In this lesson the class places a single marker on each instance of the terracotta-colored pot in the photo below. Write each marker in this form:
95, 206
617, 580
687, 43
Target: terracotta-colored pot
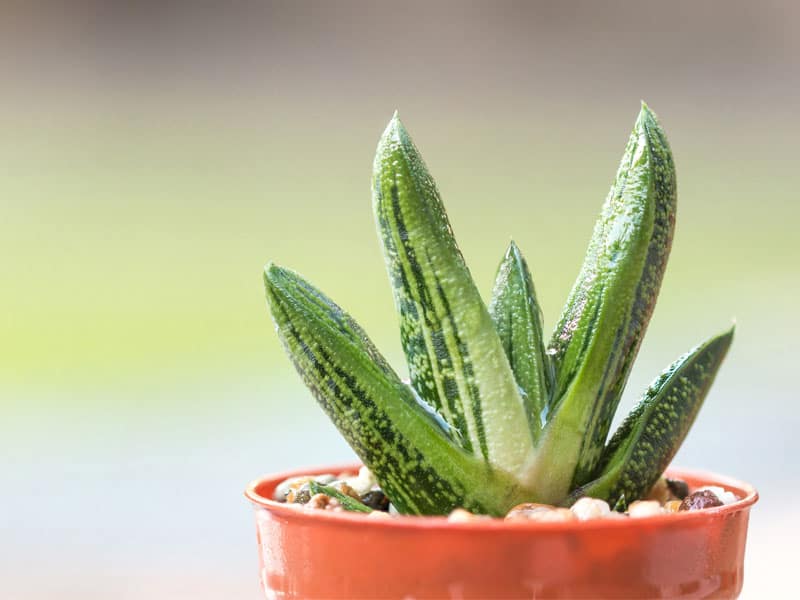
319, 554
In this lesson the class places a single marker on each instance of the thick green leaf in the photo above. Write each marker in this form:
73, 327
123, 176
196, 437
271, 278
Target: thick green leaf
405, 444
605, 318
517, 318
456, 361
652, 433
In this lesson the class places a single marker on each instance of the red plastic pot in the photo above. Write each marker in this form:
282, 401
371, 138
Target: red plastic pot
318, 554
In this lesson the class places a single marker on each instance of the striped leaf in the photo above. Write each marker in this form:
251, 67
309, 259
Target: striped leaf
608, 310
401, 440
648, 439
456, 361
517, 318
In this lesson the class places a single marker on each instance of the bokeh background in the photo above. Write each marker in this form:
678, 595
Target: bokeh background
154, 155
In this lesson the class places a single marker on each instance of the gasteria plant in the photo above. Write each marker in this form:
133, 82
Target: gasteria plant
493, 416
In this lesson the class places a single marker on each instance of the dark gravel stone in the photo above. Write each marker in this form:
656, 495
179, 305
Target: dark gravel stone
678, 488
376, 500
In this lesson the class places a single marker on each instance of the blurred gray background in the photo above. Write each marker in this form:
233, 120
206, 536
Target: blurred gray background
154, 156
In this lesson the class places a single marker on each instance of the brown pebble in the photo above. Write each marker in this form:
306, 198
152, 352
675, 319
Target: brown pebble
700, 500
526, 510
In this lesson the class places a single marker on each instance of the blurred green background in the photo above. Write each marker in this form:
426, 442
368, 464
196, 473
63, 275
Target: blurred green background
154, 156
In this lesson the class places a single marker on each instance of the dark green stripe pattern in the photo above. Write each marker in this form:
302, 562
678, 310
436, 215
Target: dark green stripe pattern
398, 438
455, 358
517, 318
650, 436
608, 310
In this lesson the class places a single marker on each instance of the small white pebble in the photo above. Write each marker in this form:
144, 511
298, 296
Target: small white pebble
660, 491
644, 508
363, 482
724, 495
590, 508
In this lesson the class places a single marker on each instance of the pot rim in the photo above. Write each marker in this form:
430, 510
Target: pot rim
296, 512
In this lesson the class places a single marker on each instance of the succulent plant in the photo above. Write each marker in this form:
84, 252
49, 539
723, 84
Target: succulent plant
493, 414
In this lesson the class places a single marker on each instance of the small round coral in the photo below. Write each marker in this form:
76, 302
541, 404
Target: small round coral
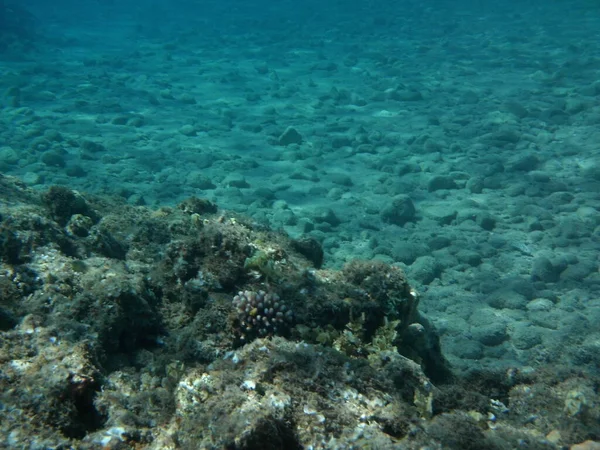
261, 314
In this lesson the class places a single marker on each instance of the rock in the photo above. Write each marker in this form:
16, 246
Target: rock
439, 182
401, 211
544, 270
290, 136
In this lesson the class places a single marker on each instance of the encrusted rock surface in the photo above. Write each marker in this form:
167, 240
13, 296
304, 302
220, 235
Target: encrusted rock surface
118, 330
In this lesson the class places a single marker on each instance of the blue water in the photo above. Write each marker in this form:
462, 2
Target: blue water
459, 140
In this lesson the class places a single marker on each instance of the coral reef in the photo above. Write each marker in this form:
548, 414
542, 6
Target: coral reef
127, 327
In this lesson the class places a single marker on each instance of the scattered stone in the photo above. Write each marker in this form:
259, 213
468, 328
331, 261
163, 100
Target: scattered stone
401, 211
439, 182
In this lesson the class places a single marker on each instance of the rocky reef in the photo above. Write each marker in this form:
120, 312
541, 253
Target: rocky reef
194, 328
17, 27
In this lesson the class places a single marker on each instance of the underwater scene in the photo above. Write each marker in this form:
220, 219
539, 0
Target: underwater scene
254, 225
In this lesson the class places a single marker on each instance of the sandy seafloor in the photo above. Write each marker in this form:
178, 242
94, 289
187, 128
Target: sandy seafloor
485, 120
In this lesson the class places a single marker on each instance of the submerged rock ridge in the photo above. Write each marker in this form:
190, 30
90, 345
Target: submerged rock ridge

WHAT IS BEING ASKED →
Each record must be quoted in full and exactly. Do not include the pictures.

RESPONSE TO THE EXERCISE →
In this lesson the class places a single marker on each instance of the terracotta-colored pot in the photo below. Write each marker in this form:
95, 206
617, 580
687, 43
Target: terracotta-colored pot
319, 554
In this lesson the class places a single marker on each instance of the thick green leaf in the photo above. Write each marker in this form:
73, 327
123, 176
196, 437
271, 278
Target: thick green leaf
405, 444
605, 318
517, 318
456, 361
652, 433
In this lesson the class places a single marker on each instance of the red plastic pot in the photo above. Write each marker in this form:
282, 401
371, 138
Target: red plastic pot
318, 554
In this lesson the class places a single marker on each instance of the striped leaf in the photo above. Write each marker in this form:
251, 67
309, 259
Target: striped leaf
608, 310
401, 440
648, 439
456, 361
517, 318
In this lesson the class places a single marker on each instance of the bokeh background in the photo above. Write each marker in this form:
678, 595
Target: bokeh background
154, 155
In this lesson the class places a single marker on each instance of the gasteria plant in the photo above. Write each marker in this form:
133, 82
Target: gasteria plant
493, 416
In this lesson the class places a single marker on each instance of the dark gravel stone in the photo above. Write each marker in this form:
656, 495
179, 305
Target: dark gravel stone
678, 488
376, 500
In this lesson the class places a single marker on each instance of the blurred gray background in the photo above. Write each marker in this form:
233, 120
206, 536
Target: blurred gray background
154, 156
In this lesson the class places a single marker on each instance of the brown pebble in the photo above. Write each marker in this form:
306, 198
152, 352
675, 319
Target: brown pebble
700, 500
526, 510
In this lesson the class places a single marker on each instance of the blurred green background in the photo above. Write each marker in this form:
426, 442
368, 464
196, 473
63, 275
Target: blurred green background
154, 156
In this lesson the class places a single marker on each instance of the dark green stripe pattern in the photo above. Write each marker in this form:
302, 562
678, 310
436, 215
Target: dark green stripe pattern
398, 438
455, 358
517, 318
650, 436
608, 310
In this lesson the class places a single marker on each instance of the small white pebble in the photo above. Write each marker in this form:
144, 511
298, 296
Target: small white pebble
660, 491
644, 508
363, 482
724, 495
590, 508
In this lesson the class places a single marker on each instance of the pot rim in the photo above. Write each marker in this form:
430, 510
Target: pot rim
296, 512
In this lesson the class places a single marker on each instance of the succulent plant in the photo above. Write each marker in this form:
84, 252
49, 539
723, 84
Target: succulent plant
493, 414
In this lesson the class places a single marker on each instance of the small round coral in the photo below. Write each marker in this form:
76, 302
541, 404
Target: small round coral
261, 314
In this lesson the class places a single marker on each instance of the rock in the photo above. Write each marker in this form:
16, 246
Target: rock
439, 182
401, 211
544, 270
290, 136
In this lesson the class places a single marker on each instance of the encrusted rock surface in the photo above. Write each marker in this form:
167, 240
13, 296
304, 302
220, 235
Target: encrusted rock surface
118, 330
In this lesson the class places a single marker on each instance of the blue water in the photo above. Write each marker in this form:
462, 2
Target: blue water
459, 140
In this lesson the class places a single marker on each instance of the coral reef in the photo above. Write each marker in this form:
548, 414
542, 6
Target: coral reef
127, 327
In this lesson the class places a single marker on each instance of the scattered stone in the photo above. Write each marker in this form:
259, 213
468, 328
331, 261
163, 100
Target: scattered stone
401, 211
439, 182
In this lesson the class places a single marker on each instance of the rocky reef in the photo above. Write each marker in this form:
120, 312
541, 253
Target: rocky reef
194, 328
17, 27
In this lesson the class places a single marker on each instance of the underwater scene in the photo above. Write each marker in this form:
220, 219
539, 0
Target: underwater scene
254, 225
In this lesson the class places a single marker on each instance of the sandy seafloor in the photo above. Write each marker in this form:
178, 242
94, 289
187, 128
Target: sandy seafloor
485, 120
In this lesson the class places a single marker on each instance of the submerged rock ridge in the photo above. Write each marker in this form:
190, 30
90, 345
Target: submerged rock ridge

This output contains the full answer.